Prompt: List every line below that contains the string "separate". Matching is case-sensitive.

** start Material to process **

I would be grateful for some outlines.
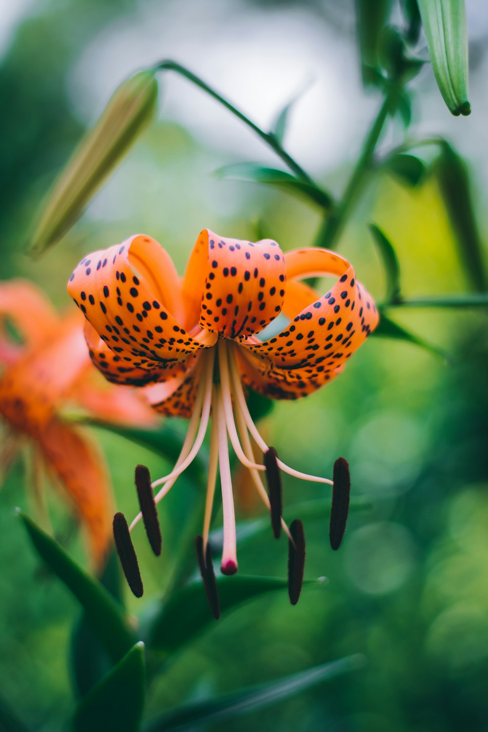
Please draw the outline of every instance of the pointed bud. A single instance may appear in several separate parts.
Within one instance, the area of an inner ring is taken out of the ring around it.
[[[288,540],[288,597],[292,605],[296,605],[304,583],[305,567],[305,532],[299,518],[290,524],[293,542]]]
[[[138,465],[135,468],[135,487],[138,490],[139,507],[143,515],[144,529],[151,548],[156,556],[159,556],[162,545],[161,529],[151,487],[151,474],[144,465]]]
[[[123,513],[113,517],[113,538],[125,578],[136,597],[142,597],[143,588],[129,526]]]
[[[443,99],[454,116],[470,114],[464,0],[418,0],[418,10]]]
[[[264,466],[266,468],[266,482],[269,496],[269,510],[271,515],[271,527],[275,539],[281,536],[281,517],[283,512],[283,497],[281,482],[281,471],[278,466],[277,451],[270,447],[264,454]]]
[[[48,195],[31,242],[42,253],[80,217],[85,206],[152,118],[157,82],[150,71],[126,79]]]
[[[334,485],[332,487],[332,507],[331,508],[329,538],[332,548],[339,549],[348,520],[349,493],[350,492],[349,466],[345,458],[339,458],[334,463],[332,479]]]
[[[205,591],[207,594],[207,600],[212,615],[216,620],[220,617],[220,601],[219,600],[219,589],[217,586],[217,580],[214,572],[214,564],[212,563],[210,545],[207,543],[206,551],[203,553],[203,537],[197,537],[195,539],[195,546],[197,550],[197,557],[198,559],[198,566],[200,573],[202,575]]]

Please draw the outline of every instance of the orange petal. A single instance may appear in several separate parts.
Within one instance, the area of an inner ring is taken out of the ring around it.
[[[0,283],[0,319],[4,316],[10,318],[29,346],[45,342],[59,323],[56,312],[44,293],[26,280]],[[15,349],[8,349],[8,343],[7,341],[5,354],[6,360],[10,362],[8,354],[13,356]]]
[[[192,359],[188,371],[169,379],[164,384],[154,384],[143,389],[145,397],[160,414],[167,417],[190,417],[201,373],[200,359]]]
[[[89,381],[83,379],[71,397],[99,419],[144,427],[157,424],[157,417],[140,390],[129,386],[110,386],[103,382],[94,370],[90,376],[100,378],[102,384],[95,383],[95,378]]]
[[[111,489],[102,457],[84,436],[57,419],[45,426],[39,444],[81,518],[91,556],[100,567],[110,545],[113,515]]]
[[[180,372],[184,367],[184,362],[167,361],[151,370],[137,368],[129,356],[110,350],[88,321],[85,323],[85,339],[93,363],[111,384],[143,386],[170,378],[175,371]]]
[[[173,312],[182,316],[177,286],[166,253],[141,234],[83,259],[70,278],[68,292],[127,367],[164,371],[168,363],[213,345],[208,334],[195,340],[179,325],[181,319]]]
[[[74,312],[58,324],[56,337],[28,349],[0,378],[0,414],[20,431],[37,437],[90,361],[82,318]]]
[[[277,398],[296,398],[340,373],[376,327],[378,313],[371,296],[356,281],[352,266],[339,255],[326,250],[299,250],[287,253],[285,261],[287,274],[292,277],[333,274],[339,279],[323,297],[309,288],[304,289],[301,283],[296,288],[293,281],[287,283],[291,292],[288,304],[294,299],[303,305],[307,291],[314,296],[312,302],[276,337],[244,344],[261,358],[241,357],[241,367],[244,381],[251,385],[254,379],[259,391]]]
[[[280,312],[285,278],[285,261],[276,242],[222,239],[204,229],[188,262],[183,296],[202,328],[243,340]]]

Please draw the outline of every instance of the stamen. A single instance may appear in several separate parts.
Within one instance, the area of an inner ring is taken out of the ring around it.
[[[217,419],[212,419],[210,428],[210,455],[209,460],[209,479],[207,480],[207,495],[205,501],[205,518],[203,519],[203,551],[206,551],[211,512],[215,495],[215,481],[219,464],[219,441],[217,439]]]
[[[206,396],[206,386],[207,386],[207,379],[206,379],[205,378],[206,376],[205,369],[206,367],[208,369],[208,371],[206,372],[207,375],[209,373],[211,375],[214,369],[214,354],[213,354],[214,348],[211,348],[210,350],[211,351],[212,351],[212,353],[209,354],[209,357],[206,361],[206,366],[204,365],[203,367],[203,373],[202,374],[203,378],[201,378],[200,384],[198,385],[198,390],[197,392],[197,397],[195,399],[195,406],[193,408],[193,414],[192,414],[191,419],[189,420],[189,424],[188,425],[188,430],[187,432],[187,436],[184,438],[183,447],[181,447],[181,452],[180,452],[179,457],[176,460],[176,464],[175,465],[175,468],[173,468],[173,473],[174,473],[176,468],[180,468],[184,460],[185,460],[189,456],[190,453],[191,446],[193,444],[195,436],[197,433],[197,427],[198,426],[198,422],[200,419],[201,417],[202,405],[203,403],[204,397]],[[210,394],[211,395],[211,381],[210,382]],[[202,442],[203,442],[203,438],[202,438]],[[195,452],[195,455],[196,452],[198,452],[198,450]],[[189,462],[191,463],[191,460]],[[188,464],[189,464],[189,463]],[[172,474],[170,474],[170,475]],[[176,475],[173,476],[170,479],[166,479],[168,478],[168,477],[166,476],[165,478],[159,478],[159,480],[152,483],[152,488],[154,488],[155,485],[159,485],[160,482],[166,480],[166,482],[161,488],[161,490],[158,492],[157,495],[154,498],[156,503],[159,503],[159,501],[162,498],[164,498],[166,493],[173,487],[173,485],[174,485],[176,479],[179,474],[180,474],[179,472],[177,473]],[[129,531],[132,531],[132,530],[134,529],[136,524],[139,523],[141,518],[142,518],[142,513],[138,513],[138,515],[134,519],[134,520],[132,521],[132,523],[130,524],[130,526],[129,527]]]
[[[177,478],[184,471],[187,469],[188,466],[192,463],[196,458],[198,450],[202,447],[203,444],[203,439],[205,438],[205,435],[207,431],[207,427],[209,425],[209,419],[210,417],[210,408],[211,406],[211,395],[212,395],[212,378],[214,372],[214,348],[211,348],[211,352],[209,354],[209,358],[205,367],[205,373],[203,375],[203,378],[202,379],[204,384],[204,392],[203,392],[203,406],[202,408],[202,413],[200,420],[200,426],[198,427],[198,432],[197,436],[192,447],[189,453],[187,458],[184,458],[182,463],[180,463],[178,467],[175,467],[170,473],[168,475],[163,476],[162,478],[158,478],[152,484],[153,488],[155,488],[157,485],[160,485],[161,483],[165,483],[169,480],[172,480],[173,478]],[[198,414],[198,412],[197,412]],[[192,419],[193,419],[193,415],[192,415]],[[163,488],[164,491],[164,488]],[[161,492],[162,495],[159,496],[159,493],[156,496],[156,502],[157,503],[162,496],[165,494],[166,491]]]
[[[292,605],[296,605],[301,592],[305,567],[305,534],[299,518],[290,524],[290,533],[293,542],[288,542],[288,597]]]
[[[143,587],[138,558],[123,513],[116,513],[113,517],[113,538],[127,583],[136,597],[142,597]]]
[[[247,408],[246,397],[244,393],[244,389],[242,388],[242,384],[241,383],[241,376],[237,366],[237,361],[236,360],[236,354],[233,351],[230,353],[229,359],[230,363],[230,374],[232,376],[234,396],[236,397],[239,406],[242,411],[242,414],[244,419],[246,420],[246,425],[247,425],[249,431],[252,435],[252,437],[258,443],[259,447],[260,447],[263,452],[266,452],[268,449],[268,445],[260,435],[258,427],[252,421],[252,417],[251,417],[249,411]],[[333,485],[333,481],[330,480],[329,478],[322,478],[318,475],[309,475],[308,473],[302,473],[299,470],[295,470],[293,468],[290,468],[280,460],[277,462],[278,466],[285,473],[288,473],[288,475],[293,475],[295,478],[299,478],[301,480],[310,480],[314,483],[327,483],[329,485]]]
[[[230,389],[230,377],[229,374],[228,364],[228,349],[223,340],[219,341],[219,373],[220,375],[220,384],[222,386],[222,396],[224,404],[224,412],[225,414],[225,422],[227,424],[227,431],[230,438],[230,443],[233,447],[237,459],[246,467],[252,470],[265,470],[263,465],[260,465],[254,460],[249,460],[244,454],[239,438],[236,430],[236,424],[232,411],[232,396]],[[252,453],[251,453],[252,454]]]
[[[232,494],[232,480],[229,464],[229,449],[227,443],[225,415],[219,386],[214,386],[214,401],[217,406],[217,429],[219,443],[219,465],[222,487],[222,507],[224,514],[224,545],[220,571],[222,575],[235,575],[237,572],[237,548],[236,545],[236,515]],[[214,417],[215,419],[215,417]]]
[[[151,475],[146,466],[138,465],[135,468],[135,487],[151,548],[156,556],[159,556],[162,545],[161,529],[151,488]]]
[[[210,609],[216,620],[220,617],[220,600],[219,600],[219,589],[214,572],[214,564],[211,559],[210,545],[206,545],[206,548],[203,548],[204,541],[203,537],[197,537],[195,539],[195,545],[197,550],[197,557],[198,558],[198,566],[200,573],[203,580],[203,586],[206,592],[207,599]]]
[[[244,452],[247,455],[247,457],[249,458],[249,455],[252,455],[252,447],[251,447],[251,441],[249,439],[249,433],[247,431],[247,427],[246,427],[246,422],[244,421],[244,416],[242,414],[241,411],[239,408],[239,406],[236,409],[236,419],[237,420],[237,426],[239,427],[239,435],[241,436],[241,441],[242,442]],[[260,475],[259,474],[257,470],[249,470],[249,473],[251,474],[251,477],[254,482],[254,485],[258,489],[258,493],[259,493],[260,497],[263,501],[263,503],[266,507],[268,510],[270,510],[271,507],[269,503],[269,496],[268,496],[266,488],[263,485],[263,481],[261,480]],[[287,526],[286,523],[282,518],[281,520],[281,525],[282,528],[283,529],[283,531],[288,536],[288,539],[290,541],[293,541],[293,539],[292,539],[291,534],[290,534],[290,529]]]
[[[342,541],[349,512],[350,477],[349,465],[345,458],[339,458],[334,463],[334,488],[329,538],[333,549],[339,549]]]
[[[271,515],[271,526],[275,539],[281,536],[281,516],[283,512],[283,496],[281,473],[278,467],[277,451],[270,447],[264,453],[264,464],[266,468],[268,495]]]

** end Material to process **

Answer in full:
Please draw the outline of every instance of the pointed bud. A single instance may appear in several separate parts.
Please draw the outline of every instance of the orange petal. A single instance may appear in several separate parts.
Please draw the outline of every instance of the stamen. A single instance may appear in several separate parts.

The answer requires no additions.